Supplied material
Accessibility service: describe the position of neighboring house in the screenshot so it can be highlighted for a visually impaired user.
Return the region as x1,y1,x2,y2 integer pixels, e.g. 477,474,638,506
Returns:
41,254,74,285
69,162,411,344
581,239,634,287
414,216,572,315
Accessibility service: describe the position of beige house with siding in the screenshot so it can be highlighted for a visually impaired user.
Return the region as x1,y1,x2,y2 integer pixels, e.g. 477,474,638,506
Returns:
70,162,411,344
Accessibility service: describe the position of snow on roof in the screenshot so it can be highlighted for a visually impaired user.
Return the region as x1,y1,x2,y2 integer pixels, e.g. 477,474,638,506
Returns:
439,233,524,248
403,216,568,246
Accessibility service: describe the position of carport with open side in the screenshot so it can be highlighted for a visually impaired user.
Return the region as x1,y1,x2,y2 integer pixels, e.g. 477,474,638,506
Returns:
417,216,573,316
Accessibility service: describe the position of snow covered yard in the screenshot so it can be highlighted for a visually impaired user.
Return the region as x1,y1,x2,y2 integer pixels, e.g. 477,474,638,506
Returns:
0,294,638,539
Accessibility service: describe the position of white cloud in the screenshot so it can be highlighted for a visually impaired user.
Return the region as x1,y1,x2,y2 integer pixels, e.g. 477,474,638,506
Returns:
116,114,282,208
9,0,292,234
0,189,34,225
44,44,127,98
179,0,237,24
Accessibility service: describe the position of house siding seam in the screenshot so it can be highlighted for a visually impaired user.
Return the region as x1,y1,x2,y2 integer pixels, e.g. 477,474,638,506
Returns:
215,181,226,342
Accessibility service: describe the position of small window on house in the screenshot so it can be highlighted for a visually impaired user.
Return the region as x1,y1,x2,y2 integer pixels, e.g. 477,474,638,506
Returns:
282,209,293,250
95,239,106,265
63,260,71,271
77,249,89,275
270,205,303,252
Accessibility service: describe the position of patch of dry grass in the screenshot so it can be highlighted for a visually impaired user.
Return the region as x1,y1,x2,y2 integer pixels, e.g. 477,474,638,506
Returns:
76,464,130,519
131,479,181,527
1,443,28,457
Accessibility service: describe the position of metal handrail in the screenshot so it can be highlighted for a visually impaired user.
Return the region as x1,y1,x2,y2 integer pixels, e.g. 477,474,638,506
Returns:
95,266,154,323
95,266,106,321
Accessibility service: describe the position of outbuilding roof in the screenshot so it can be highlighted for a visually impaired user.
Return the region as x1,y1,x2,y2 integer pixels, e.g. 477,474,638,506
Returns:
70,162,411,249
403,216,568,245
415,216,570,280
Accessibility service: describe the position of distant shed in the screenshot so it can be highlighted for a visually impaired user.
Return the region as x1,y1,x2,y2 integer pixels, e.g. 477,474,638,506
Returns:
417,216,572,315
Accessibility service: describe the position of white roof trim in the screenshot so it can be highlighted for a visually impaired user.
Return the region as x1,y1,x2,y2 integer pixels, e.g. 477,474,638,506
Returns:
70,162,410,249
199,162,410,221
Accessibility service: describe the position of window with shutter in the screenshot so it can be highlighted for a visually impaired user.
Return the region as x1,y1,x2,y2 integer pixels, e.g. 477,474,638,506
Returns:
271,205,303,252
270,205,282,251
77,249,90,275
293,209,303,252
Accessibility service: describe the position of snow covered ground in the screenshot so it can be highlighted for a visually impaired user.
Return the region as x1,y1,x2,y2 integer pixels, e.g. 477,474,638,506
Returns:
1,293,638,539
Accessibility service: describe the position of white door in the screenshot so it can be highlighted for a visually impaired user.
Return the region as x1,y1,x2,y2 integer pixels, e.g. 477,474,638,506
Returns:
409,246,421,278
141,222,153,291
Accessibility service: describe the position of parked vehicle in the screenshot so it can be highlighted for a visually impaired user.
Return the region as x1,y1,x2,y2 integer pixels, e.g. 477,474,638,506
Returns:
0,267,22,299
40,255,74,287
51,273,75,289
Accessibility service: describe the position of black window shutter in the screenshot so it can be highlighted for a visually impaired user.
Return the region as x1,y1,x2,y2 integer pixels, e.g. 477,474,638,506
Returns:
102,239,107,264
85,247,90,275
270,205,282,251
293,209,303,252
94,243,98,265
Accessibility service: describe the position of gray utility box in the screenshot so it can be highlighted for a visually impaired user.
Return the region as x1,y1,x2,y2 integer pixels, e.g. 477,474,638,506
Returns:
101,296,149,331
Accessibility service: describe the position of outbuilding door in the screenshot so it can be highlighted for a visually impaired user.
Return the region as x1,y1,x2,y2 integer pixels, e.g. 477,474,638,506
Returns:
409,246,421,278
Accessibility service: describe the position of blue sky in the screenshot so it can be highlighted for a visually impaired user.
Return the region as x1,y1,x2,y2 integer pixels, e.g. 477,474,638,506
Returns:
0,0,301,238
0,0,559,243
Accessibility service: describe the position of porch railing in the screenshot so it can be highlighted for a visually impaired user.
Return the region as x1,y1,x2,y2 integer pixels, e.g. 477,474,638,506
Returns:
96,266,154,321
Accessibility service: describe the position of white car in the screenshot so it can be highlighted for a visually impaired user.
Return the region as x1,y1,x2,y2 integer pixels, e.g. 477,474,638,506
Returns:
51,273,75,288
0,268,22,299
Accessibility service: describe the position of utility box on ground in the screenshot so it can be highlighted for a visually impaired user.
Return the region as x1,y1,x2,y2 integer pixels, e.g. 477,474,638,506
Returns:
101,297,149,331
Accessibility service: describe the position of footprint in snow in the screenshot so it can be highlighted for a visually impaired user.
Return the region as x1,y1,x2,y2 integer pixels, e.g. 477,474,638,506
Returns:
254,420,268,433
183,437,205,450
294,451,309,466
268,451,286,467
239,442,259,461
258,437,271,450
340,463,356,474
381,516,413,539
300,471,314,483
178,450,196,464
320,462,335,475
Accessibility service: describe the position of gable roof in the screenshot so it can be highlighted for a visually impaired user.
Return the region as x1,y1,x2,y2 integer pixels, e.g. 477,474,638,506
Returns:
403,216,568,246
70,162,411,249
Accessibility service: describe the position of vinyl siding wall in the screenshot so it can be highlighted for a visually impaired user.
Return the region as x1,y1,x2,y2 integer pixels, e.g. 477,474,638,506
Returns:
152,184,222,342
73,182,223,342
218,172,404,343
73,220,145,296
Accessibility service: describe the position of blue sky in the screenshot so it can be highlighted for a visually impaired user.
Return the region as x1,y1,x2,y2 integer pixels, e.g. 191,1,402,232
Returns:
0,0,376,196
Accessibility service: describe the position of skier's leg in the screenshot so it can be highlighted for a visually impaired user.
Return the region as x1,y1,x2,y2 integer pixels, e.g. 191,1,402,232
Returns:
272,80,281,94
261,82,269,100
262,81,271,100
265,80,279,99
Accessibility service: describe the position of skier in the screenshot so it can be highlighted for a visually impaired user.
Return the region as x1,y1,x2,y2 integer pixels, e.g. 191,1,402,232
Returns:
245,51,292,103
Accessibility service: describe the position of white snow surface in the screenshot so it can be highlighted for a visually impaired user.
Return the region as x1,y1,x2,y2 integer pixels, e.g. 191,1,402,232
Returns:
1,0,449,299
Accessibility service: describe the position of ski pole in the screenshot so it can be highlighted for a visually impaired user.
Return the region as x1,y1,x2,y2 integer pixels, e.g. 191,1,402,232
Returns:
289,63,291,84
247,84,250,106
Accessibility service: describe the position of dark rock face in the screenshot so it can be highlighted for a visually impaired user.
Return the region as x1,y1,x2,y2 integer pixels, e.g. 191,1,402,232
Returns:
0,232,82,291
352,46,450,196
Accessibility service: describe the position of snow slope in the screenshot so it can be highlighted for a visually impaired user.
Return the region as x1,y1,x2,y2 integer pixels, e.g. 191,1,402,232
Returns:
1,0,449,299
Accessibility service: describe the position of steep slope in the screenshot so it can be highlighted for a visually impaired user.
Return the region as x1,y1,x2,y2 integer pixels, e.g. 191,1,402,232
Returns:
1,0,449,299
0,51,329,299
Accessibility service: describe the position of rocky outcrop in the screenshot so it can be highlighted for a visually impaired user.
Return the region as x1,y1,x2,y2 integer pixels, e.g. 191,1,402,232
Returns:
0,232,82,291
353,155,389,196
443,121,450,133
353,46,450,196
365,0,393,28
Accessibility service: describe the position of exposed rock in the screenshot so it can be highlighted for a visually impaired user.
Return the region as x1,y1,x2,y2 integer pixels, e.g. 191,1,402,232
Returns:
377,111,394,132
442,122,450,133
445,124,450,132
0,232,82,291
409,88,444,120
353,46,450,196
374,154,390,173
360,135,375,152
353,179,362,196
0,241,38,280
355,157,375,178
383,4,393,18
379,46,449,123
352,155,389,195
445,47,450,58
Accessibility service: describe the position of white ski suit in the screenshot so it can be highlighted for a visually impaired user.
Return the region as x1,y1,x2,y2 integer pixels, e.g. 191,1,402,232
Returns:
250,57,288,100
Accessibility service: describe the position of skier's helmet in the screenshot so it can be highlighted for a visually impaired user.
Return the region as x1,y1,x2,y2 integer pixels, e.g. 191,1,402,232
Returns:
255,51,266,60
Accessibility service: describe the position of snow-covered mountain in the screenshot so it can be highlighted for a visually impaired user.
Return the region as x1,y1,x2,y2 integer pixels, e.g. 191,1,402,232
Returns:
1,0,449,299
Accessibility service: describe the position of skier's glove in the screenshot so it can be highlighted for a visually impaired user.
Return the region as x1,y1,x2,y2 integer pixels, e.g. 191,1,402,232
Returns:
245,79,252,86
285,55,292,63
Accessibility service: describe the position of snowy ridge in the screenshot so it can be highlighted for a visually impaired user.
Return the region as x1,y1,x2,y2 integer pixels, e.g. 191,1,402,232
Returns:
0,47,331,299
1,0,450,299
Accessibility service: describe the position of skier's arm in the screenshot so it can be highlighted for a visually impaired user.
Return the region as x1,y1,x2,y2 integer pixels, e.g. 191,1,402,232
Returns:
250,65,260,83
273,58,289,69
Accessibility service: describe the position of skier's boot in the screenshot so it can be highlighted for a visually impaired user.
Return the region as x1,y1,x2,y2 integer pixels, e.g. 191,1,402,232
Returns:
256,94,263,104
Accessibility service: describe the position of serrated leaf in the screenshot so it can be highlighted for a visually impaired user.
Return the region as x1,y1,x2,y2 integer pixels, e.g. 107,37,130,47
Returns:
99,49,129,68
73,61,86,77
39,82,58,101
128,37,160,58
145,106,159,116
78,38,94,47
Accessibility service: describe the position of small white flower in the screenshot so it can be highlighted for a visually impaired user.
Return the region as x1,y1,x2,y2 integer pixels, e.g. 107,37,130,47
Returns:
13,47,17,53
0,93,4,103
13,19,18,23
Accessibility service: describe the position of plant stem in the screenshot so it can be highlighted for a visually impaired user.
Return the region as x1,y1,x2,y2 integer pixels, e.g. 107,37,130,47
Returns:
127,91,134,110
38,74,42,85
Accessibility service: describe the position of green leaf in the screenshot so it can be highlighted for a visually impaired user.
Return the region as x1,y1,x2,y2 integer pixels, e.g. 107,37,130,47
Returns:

Exercise
Return every line from the entries above that includes the word "ground".

Result below
Accessibility service: describe the position of snow covered ground in the screenshot so it can be highlighted for a visually impaired user.
Accessibility service: describe the position of utility box on ground in the screenshot so it can be highlighted for a visually impaired user.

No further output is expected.